Which lines in the records below contain the string "lawn"? Locate each one and copy it out in full, treating uppercase and lowercase letters as different.

== == ==

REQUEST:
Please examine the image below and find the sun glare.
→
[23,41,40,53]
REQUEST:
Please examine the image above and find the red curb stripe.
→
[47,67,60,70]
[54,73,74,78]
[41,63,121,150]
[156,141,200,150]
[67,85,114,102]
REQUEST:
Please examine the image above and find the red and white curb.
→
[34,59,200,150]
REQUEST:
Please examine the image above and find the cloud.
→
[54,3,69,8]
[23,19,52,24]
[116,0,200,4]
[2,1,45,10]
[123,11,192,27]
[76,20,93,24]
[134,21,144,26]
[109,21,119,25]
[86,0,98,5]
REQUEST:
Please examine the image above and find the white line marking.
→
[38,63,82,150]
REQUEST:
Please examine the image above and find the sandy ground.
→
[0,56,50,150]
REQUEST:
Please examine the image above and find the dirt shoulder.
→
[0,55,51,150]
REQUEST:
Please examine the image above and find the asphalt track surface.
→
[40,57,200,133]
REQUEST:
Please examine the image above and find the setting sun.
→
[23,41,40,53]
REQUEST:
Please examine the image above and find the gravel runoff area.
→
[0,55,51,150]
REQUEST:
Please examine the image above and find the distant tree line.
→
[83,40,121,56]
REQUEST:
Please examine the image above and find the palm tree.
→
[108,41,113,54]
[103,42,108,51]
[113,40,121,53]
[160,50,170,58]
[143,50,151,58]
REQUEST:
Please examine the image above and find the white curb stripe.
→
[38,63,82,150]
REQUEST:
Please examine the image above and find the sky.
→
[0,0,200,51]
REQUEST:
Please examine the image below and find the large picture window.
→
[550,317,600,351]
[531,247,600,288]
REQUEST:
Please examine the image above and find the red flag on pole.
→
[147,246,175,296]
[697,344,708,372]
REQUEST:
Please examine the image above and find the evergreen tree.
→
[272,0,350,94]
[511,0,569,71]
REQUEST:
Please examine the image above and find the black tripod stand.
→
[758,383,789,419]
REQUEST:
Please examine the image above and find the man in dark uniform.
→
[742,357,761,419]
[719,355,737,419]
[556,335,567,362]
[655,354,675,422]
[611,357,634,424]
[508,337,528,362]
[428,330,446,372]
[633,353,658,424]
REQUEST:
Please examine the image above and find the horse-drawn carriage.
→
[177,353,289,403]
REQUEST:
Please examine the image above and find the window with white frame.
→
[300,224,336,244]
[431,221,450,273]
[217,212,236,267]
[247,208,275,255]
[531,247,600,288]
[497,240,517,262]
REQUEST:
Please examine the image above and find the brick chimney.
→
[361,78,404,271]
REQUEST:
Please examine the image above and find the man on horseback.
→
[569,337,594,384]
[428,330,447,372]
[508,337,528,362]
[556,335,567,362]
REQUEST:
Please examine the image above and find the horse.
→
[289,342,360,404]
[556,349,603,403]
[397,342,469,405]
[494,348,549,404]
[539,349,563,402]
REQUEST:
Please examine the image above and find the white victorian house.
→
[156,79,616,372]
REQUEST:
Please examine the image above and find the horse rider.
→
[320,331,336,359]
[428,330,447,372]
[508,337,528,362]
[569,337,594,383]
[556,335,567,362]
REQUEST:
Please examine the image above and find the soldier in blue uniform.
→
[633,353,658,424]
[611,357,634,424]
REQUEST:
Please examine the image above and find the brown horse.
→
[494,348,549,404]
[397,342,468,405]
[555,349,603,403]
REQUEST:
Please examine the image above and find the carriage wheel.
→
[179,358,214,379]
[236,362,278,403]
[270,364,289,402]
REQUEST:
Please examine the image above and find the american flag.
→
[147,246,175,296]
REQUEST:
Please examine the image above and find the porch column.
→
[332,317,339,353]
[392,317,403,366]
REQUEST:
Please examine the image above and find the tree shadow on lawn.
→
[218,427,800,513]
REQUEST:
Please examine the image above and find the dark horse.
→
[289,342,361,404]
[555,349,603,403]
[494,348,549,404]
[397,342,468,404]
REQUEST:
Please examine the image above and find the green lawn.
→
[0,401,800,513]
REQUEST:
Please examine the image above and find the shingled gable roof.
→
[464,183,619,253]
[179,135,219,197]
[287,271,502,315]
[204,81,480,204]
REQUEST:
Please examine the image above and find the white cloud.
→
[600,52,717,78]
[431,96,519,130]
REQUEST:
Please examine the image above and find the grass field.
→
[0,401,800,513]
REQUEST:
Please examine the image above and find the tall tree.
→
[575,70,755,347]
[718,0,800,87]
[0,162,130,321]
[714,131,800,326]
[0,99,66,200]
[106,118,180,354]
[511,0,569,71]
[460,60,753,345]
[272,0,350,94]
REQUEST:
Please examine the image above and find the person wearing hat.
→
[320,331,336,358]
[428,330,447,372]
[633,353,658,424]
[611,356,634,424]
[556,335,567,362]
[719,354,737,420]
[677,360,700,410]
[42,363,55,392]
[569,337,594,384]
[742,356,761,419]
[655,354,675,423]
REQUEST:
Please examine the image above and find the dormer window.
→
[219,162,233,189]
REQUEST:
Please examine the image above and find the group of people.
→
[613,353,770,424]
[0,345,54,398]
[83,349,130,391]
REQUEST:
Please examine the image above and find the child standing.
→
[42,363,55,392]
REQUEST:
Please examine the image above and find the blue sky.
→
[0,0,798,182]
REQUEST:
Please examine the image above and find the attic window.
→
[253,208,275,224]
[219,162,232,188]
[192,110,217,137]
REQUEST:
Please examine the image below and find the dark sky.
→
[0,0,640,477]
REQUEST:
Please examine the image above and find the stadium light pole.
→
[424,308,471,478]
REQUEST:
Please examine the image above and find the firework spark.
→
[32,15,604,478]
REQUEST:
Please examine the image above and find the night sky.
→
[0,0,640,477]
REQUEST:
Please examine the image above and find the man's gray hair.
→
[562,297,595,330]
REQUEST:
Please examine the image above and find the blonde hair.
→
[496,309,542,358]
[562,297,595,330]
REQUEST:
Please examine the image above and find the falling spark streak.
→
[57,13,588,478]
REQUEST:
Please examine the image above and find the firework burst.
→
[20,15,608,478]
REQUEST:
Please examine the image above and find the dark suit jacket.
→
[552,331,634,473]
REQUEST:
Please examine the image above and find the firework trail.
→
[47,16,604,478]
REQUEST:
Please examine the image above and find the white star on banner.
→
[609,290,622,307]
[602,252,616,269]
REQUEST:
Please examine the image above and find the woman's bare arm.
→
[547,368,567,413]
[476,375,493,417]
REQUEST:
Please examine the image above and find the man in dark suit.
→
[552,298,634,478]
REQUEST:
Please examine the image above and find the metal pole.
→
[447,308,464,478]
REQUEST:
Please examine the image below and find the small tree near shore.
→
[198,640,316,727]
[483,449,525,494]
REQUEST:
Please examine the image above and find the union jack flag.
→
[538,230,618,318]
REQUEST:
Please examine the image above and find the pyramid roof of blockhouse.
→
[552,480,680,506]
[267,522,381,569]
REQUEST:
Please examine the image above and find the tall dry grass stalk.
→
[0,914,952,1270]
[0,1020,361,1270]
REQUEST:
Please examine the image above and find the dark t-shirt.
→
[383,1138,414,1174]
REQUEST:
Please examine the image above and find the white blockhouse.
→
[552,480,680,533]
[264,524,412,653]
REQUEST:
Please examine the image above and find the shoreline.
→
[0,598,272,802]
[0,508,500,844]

== == ==

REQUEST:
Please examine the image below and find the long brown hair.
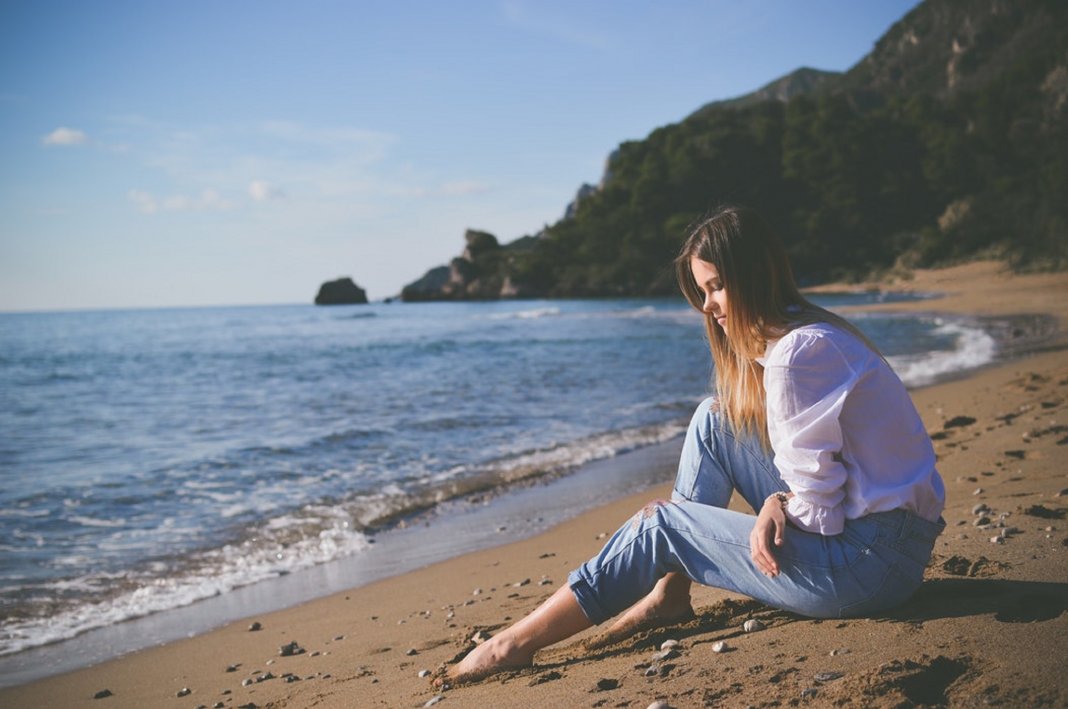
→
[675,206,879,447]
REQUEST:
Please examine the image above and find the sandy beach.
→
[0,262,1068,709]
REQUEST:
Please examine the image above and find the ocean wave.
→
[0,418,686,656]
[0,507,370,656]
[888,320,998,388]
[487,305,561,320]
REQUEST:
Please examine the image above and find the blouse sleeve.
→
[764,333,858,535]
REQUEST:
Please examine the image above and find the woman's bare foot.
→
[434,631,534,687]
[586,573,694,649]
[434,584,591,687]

== == ==

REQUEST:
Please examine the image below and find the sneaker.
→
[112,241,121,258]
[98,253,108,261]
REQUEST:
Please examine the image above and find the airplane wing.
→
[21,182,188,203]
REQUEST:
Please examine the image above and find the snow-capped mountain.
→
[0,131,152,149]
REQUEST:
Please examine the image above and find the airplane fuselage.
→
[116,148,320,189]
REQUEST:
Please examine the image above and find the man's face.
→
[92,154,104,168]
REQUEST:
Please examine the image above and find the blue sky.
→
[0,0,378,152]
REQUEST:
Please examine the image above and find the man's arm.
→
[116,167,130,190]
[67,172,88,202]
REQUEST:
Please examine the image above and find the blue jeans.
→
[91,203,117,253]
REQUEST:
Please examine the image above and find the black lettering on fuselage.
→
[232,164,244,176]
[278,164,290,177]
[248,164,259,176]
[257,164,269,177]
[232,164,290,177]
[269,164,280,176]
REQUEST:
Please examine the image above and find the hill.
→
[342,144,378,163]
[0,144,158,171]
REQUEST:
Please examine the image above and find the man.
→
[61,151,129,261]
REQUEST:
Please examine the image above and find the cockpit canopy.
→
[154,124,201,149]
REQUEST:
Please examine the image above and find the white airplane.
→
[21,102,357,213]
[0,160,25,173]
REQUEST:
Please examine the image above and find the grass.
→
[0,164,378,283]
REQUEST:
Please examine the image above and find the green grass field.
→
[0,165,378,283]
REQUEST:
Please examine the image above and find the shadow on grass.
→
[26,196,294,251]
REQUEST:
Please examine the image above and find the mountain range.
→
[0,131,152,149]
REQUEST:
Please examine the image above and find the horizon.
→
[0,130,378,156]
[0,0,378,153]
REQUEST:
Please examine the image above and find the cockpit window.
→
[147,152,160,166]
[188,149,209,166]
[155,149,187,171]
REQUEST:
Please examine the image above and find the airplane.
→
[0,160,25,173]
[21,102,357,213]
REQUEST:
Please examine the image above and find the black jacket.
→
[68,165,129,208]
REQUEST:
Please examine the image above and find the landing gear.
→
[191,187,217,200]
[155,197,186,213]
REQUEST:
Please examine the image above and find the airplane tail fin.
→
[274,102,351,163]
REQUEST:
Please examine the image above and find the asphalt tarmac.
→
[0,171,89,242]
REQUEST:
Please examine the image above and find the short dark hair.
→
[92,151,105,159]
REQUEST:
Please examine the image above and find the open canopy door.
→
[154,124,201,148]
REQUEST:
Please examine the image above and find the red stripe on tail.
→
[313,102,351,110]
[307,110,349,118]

== == ==

Worked answer:
Please examine the image above and find the tree shadow on lawn.
Please examine the image above and find the green lawn.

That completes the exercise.